Where the word "field" shows up in the entries below, please copy the whole line.

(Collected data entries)
╔══

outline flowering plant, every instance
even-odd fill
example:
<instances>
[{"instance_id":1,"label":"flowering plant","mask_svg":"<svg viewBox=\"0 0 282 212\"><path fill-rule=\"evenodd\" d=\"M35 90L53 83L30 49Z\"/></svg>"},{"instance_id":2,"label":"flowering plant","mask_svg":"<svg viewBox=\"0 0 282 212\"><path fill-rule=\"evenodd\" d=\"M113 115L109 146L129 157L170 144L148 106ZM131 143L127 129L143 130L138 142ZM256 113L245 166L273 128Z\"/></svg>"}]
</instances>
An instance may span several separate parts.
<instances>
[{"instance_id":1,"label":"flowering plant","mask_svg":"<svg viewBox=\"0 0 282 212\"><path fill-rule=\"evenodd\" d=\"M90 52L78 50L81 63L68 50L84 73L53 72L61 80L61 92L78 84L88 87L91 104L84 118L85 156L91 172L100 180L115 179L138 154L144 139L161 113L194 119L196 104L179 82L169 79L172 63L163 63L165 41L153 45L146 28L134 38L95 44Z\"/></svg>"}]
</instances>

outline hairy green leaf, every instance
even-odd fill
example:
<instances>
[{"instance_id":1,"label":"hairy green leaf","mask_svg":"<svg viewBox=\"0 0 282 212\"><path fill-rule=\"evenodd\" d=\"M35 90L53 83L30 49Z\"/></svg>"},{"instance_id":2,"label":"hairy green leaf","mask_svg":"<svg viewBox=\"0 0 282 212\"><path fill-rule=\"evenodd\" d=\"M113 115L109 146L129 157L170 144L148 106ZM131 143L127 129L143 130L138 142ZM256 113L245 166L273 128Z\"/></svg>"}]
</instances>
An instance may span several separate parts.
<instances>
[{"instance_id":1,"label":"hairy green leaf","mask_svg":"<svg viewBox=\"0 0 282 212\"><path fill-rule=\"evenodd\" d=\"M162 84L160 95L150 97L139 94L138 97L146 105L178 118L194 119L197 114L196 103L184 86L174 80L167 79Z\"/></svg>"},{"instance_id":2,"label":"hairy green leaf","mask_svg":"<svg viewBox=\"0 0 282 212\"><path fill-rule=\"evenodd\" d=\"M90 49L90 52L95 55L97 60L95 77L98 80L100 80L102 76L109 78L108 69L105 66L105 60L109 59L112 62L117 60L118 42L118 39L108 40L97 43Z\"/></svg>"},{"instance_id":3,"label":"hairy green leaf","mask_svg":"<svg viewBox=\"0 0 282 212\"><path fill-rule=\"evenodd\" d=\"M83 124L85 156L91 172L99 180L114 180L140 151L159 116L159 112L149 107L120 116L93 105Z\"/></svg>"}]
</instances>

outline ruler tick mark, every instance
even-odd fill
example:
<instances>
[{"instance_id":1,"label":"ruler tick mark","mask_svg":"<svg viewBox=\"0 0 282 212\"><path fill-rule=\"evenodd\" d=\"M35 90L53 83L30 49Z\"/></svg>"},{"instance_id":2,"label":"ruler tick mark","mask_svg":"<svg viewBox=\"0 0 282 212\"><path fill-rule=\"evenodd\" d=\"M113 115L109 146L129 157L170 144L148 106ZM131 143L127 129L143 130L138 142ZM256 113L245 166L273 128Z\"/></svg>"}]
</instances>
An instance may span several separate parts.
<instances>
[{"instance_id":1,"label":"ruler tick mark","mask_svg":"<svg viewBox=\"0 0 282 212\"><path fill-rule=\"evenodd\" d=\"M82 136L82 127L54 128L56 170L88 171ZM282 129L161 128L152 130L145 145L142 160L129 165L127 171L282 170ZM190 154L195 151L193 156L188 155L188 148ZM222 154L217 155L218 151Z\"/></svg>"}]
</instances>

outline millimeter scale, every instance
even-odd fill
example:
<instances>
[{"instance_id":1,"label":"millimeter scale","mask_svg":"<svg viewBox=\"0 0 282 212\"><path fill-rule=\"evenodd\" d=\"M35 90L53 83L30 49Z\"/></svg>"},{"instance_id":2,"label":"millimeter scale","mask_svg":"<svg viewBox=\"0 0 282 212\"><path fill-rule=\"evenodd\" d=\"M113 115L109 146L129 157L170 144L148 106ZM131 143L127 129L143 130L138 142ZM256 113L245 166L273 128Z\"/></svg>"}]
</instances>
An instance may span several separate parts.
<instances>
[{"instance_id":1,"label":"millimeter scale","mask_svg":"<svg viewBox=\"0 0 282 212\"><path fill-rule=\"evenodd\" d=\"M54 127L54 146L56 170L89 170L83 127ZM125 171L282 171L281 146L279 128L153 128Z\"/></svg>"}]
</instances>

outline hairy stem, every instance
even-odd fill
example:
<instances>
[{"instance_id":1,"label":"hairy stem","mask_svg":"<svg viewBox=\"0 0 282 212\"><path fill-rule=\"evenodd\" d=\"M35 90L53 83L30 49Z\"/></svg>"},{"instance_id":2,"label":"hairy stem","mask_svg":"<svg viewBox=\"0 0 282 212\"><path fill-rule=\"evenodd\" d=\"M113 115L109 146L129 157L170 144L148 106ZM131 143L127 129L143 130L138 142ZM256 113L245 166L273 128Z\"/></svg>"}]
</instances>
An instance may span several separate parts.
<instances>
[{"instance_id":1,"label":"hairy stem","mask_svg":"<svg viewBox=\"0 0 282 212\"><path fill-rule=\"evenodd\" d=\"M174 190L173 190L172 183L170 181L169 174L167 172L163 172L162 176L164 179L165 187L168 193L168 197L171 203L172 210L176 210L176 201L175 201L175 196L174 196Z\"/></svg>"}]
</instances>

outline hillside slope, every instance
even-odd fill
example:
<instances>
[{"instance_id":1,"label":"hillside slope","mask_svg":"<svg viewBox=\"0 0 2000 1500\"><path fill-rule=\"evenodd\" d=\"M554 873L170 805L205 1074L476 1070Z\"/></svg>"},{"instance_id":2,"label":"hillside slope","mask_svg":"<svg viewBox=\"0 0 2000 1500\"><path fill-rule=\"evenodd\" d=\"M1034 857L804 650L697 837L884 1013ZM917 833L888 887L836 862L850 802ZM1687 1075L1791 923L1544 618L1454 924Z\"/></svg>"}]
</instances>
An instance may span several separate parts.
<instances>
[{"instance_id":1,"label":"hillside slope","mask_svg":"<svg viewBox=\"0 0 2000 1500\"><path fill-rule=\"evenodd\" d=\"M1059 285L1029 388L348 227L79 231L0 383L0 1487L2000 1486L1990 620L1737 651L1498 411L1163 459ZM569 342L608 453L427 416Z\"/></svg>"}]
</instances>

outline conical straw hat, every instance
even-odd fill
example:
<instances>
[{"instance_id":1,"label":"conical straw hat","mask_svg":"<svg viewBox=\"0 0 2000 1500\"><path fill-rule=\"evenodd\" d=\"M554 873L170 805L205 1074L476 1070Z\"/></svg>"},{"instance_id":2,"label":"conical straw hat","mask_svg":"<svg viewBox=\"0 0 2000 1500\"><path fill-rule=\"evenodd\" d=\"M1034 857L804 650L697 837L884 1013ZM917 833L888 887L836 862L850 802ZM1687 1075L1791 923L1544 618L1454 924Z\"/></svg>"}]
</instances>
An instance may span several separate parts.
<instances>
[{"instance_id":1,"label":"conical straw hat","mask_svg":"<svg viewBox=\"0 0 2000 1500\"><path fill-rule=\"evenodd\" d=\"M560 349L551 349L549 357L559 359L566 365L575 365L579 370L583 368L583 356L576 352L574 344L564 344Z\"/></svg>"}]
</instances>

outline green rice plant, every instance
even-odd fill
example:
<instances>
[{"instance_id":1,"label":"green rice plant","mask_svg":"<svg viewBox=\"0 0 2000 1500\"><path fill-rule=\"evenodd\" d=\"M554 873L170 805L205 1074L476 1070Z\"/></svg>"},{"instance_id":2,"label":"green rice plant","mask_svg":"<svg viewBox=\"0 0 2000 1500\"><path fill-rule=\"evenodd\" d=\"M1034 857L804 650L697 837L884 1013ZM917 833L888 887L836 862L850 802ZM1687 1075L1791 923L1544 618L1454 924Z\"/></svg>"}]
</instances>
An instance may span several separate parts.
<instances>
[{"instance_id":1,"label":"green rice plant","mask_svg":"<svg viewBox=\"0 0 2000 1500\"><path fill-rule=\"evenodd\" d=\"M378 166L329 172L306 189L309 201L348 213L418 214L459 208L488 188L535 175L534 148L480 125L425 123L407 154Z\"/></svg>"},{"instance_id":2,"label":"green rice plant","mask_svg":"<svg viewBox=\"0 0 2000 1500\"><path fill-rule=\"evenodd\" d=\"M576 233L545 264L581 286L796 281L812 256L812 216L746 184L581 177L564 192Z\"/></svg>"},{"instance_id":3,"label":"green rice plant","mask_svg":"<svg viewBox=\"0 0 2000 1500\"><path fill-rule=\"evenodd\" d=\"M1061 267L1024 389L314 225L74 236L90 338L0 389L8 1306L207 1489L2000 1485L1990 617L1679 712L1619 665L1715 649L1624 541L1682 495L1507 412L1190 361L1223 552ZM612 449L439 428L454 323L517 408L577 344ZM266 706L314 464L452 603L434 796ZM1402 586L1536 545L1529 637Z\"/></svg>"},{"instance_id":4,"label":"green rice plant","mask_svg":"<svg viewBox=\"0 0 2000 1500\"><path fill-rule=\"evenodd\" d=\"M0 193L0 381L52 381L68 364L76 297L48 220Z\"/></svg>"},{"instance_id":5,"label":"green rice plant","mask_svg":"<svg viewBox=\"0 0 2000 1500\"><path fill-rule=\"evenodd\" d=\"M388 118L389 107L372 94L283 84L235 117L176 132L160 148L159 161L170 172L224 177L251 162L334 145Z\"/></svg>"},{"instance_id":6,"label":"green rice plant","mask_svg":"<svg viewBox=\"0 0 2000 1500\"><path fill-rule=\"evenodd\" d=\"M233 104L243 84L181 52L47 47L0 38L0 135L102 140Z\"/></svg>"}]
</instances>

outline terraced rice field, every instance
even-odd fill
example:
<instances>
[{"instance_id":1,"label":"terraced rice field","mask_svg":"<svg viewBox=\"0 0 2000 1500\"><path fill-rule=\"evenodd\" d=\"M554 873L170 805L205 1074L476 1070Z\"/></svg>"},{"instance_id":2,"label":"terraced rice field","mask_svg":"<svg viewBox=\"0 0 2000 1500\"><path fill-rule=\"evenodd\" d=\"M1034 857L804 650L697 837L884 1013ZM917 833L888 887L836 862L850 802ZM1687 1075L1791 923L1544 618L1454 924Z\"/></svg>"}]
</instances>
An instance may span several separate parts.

╚══

[Result]:
outline terraced rice field, every instance
[{"instance_id":1,"label":"terraced rice field","mask_svg":"<svg viewBox=\"0 0 2000 1500\"><path fill-rule=\"evenodd\" d=\"M554 873L170 805L205 1074L476 1070Z\"/></svg>"},{"instance_id":2,"label":"terraced rice field","mask_svg":"<svg viewBox=\"0 0 2000 1500\"><path fill-rule=\"evenodd\" d=\"M1034 857L804 650L697 837L884 1013ZM917 833L888 887L836 862L850 802ZM1687 1075L1791 923L1544 618L1454 924Z\"/></svg>"}]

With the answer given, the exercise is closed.